Stewart keeping emotions in check for final Brickyard

Business as usual

INDIANAPOLIS — Tony Stewart had to know that there probably would be plenty of questions this weekend about him running in the Brickyard 400 for the final time and whether he’d be getting sentimental about it.

So rather than give the same clichéd, canned responses all weekend long, Stewart decided to nip that entire angle in the bud.

When the first of such questions came up during his media appearance prior to Friday afternoon’s practice, Stewart got preemptive.

“You guys are going to make a lot more out of this than what I’m going to make out of it this weekend,” he said. “I literally am coming here like it’s, in my mind, just another race and it’s another weekend here at Indy. So I’m not doing all the sentimental crying stuff that you guys are thinking that I’m going to be doing.”

Stewart, though, can take the business-as-usual approach all he wants — it’s not going to stop everyone else from treating this weekend as special.

The Speedway itself has gone out of its way to show its appreciation for Stewart’s career. Earlier this month, it unveiled a new dirt track that it constructed in honor of the Columbus native, and on Friday, IMS president Doug Boles presented Stewart with yet another farewell gift — a framed piece of the fencing that Stewart climbed after winning the Brickyard 400 in 2005 and 2007.

Boles noted that he and the track had done the same for three-time Indianapolis 500 champion Helio Castroneves, another noted fence-scaler.

“We were changing the fence out,” he recalled, “and I was driving down the front stretch one day as we were closing in … and I called the facilities team, and I said, ‘Don’t put up any more fence. Have our photo guys go back and figure out where Helio and Tony climbed it. Let’s save some of that fence; we need to give it to them.'”

-=-=-

• [PROBLEM DESCRIPTION]: Print the article about Tony Stewart's final Brickyard 400 word for word, from start to finish. The material after this comes from a different source.

• [GIVEN RECORDS]:
-=-=-

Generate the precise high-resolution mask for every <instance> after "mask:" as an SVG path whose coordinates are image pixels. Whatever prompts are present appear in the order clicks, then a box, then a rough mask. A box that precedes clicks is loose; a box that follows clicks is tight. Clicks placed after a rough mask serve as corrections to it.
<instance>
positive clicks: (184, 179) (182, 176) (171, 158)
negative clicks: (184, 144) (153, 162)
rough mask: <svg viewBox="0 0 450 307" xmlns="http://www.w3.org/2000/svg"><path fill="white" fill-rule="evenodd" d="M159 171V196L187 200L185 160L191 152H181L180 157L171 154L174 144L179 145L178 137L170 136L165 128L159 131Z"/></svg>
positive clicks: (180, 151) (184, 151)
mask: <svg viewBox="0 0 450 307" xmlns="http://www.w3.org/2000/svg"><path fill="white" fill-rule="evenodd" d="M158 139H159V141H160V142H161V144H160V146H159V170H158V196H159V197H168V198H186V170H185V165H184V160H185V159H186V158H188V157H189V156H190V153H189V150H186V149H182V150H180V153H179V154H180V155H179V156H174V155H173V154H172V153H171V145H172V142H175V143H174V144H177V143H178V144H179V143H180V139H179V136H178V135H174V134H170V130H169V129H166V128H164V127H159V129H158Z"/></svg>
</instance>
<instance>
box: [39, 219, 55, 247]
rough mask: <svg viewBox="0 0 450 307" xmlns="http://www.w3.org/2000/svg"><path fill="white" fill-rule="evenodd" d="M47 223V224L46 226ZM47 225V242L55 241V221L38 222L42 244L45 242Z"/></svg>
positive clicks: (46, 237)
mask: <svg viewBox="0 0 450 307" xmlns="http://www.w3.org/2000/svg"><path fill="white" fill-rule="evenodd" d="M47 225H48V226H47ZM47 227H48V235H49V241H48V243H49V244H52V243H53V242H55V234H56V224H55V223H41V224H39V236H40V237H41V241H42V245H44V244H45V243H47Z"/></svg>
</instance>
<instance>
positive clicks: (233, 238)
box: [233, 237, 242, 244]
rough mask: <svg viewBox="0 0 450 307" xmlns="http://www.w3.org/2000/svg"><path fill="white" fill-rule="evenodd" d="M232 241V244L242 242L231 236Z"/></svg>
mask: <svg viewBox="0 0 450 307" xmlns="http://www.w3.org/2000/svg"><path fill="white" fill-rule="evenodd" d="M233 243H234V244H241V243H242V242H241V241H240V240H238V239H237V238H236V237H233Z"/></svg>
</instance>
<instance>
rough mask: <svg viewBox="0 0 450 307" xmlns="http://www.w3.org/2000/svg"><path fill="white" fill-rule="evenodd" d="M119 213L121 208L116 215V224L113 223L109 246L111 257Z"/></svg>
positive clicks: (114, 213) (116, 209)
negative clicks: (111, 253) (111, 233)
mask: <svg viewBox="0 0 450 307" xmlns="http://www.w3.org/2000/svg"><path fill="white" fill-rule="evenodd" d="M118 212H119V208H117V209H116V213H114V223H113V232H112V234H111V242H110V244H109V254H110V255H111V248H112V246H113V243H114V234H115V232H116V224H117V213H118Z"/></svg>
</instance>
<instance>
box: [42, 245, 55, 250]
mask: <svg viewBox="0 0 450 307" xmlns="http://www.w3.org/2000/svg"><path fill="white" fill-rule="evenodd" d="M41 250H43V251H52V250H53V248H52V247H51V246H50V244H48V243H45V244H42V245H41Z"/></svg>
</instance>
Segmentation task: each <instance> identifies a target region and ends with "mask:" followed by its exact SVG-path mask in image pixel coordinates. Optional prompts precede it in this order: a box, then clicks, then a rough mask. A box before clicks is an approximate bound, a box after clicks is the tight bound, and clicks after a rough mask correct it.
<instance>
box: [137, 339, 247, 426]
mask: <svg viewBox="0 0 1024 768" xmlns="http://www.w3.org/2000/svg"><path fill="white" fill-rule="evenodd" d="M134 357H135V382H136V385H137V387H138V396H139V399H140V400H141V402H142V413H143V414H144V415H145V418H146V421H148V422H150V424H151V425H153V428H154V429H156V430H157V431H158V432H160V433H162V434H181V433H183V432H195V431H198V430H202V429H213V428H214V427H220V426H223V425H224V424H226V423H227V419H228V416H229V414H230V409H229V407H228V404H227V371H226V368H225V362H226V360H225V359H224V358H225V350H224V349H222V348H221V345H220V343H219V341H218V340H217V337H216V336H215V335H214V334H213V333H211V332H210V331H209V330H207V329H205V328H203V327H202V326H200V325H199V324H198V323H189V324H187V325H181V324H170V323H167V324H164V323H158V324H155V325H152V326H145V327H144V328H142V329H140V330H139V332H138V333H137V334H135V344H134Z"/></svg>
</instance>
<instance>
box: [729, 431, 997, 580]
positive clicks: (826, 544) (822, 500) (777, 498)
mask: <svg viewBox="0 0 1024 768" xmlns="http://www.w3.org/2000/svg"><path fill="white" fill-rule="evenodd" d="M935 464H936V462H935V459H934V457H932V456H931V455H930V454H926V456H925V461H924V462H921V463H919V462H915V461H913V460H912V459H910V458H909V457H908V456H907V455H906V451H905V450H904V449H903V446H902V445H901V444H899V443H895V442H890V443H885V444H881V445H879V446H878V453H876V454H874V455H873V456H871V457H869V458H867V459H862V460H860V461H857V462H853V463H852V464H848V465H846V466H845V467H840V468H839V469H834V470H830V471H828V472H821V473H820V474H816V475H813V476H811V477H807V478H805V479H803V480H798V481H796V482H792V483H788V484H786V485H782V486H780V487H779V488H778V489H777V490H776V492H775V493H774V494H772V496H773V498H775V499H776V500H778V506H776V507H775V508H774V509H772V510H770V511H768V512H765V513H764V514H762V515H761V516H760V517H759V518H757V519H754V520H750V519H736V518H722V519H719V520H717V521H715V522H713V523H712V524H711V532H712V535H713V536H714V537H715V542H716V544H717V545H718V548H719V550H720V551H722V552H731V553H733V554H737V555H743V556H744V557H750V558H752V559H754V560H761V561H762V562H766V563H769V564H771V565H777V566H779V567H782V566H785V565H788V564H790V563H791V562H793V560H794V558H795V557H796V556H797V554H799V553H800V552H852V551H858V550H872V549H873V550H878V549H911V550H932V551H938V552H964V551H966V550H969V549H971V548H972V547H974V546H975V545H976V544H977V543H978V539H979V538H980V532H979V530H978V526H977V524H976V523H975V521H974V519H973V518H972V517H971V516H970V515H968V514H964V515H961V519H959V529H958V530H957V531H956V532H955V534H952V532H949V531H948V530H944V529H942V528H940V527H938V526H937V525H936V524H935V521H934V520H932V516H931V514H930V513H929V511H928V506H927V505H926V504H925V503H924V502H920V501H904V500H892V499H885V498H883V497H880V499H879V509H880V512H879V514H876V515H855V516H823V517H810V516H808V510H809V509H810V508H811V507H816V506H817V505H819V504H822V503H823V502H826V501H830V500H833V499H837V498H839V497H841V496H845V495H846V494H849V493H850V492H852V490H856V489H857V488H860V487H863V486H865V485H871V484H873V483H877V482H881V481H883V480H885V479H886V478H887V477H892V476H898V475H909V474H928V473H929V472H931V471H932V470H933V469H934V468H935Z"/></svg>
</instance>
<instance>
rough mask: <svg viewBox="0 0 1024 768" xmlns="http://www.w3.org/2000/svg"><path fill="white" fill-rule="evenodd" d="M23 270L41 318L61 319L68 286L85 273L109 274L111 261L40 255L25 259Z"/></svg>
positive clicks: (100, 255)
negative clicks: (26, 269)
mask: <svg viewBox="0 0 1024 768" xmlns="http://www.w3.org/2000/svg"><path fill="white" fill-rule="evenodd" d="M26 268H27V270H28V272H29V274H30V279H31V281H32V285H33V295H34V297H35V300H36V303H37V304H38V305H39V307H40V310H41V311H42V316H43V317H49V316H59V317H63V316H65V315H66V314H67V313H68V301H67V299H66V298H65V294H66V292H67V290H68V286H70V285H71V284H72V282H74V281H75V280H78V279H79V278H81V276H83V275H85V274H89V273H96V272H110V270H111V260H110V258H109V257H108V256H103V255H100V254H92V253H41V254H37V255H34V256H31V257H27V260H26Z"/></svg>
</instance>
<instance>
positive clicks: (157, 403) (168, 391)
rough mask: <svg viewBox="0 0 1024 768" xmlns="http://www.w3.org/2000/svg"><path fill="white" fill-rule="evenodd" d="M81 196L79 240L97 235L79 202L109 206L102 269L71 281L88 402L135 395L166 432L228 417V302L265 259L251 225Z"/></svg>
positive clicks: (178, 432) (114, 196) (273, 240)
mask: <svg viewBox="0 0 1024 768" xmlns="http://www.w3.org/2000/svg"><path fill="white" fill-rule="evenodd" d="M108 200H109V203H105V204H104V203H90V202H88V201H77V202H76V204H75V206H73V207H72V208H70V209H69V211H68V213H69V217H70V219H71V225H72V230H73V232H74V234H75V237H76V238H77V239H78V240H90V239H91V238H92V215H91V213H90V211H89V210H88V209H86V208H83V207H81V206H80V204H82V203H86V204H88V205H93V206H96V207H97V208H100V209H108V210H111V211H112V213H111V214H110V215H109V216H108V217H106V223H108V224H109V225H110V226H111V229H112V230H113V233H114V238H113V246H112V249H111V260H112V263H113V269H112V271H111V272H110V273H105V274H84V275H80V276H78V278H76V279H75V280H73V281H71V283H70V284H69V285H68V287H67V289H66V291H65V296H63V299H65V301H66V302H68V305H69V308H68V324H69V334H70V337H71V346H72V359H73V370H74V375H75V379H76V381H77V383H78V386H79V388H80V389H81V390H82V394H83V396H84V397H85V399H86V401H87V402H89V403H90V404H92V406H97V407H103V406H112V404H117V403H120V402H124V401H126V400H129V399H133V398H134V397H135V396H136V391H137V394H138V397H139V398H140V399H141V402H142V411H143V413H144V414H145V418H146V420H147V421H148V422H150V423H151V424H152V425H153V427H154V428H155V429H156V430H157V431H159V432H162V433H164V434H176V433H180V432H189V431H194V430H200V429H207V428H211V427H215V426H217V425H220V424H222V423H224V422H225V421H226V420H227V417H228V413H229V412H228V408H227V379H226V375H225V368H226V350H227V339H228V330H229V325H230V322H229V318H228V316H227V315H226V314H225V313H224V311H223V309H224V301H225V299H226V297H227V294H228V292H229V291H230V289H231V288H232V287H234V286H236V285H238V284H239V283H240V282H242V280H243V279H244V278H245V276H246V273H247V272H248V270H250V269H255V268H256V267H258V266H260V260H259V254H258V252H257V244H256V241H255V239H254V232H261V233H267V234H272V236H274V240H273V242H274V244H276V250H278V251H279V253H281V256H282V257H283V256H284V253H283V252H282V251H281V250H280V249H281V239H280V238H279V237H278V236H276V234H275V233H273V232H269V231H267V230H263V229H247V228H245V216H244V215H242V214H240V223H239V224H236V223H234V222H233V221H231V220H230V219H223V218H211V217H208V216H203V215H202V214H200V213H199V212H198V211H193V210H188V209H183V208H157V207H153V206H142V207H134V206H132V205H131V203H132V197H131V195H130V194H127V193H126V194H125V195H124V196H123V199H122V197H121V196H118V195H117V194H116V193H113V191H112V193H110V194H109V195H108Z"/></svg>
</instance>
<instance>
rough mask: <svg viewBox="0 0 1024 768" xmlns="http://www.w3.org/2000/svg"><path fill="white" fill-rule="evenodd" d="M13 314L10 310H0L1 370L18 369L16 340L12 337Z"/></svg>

-=-=-

• [RESULT FOR THIS EXERCISE]:
Stewart keeping emotions in check for final Brickyard

Business as usual

INDIANAPOLIS — Tony Stewart had to know that there probably would be plenty of questions this weekend about him running in the Brickyard 400 for the final time and whether he’d be getting sentimental about it.

So rather than give the same clichéd, canned responses all weekend long, Stewart decided to nip that entire angle in the bud.

When the first of such questions came up during his media appearance prior to Friday afternoon’s practice, Stewart got preemptive.

“You guys are going to make a lot more out of this than what I’m going to make out of it this weekend,” he said. “I literally am coming here like it’s, in my mind, just another race and it’s another weekend here at Indy. So I’m not doing all the sentimental crying stuff that you guys are thinking that I’m going to be doing.”

Stewart, though, can take the business-as-usual approach all he wants — it’s not going to stop everyone else from treating this weekend as special.

The Speedway itself has gone out of its way to show its appreciation for Stewart’s career. Earlier this month, it unveiled a new dirt track that it constructed in honor of the Columbus native, and on Friday, IMS president Doug Boles presented Stewart with yet another farewell gift — a framed piece of the fencing that Stewart climbed after winning the Brickyard 400 in 2005 and 2007.

Boles noted that he and the track had done the same for three-time Indianapolis 500 champion Helio Castroneves, another noted fence-scaler.

“We were changing the fence out,” he recalled, “and I was driving down the front stretch one day as we were closing in … and I called the facilities team, and I said, ‘Don’t put up any more fence. Have our photo guys go back and figure out where Helio and Tony climbed it. Let’s save some of that fence; we need to give it to them.'”